DOCUMENT EXCERPT:
============================================================
There is a small historical error in Foucault’s History of Madness, which endures through the different French versions with the exception of Oeuvres, but which is corrected in one of the English versions. Yes, there are other errors, but I’m focused on this one, because Foucault tried to correct it.
In 1961, in Folie et déraison: Histoire de la folie à l’âge classique, it says:
Pour un million et demi d’habitants au XIIe siècle, Angleterre et Écosse avaient ouvert à elles seules 220 léproseries. Mais au XIVe siècle déjà̀ le vide commence à se creuser ; au moment où Richard III ordonne une enquête sur l’hôpital de Ripon – c’est en 1342 – il n’y a plus de lépreux, il attribue aux pauvres les biens de la fondation.
Richard III was King of England from 1483 until 1485. So, either Foucault’s date is incorrect or it was another King.
The passage appears on p. 5 of the original 1961 Plon edition and its 1964 reprint, and p. 15 of the abridged 1964 edition. In the 1965 English translation of the abridged edition, Madness and Civilization, this King is changed to Edward III, who ruled 1327-1377. In Richard Howard’s translation:
England and Scotland alone had opened 220 lazar houses for a million and a half inhabitants in the twelfth century. But as early as the fourteenth century they began to empty out; by the time Edward III ordered an inquiry into the hospital of Ripon -in 1342- there were no more lepers; he assigned the institution’s effects to the poor (p. 5).
The change was made by Howard as translator, but on Foucault’s direction: there is a letter from the Georges Borchardt literary agency to Pantheon books on 28 May 1964, conveying Foucault’s wish that the correction is made. Foucault hadn’t spotted the mistake when abridging the text, but presumably soon afterwards.
But the 1972 version of the French, as Histoire de la folie à l’âge classique (p. 15), and the 1976 Tel reprint (p. 15 in some printings; p. 17 in others), both have Richard III. In resetting the text for this edition Gallimard simply carried over the error from the earlier French editions, and Foucault didn’t spot it on the proofs.
============================================================
DATA:
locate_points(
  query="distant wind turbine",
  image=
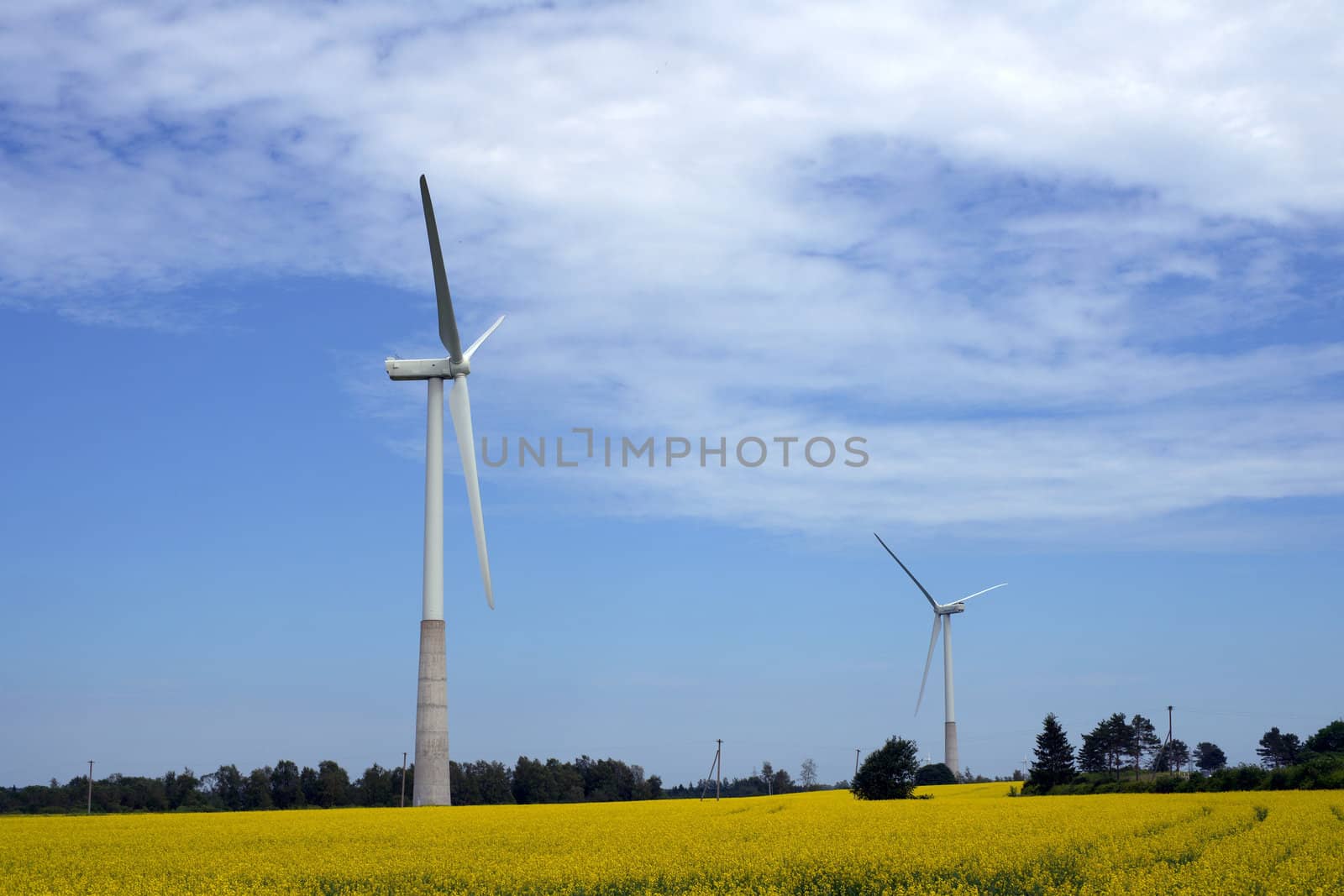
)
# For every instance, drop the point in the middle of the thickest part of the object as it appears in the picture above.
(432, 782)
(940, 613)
============================================================
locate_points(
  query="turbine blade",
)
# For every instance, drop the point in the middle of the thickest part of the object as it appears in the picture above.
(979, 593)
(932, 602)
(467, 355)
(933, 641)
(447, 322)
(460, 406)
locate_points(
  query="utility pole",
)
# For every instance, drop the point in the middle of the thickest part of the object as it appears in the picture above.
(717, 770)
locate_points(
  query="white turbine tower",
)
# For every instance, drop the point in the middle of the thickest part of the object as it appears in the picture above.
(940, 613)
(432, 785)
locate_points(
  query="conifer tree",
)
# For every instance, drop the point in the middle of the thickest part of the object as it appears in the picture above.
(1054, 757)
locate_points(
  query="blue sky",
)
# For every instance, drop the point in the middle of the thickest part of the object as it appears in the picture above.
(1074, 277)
============================================================
WORK INSTRUCTIONS:
a – In the note on the Richard III error in Foucault's History of Madness, why does the 1972 French edition still name Richard III even though the English translation had already been corrected? Answer in one to three sentences.
b – Pick up the note on the Richard III error in Foucault's History of Madness after its last sentence and continue it.

PER-TASK OUTPUTS:
a – When Gallimard reset the text for the 1972 edition, it carried the error over from the earlier French editions. Foucault did not catch it when he checked the proofs.

b –
The 2005 English translation of the unabridged text, History of Madness, has this:
For their million-and-a-half inhabitants in the twelfth century, England and Scotland had opened 220 leper houses. But even by the fourteenth century they were beginning to empty: when Richard III ordered an inquiry into the state of Ripon hospital in 1342, it emerged that there were no more lepers, and the foundation was charged with the care of the poor instead.
In this case, the translator is working from a defective French text – either the 1961 or 1972/1976 edition – not realising the earlier English translation had a correction of an original French error. The reprinted text in Oeuvres has “… au moment où [Eduoard] III ordonne une enquête” (Vol I, p. 11), where the editor of this text, Jean-François Bert, has corrected the mistake. But it’s not clear whether he did this because he spotted the error, or realised Foucault once had, or both.
We are left with the curious situation that the one accurate version of this passage in a standalone version of the text is the much-criticised Madness and Civilization. There it is both historically correct and amended to Foucault’s wish.
On the different French and English editions, and persistent confusions over dating and status, see here.
This note is in the same register as the ‘Sunday histories‘ posts, though its minor status means I’ve posted it mid-week. I should have posted it yesterday for Shakespeare’s birthday given he wrote plays on Richard III and – disputed – on Edward III.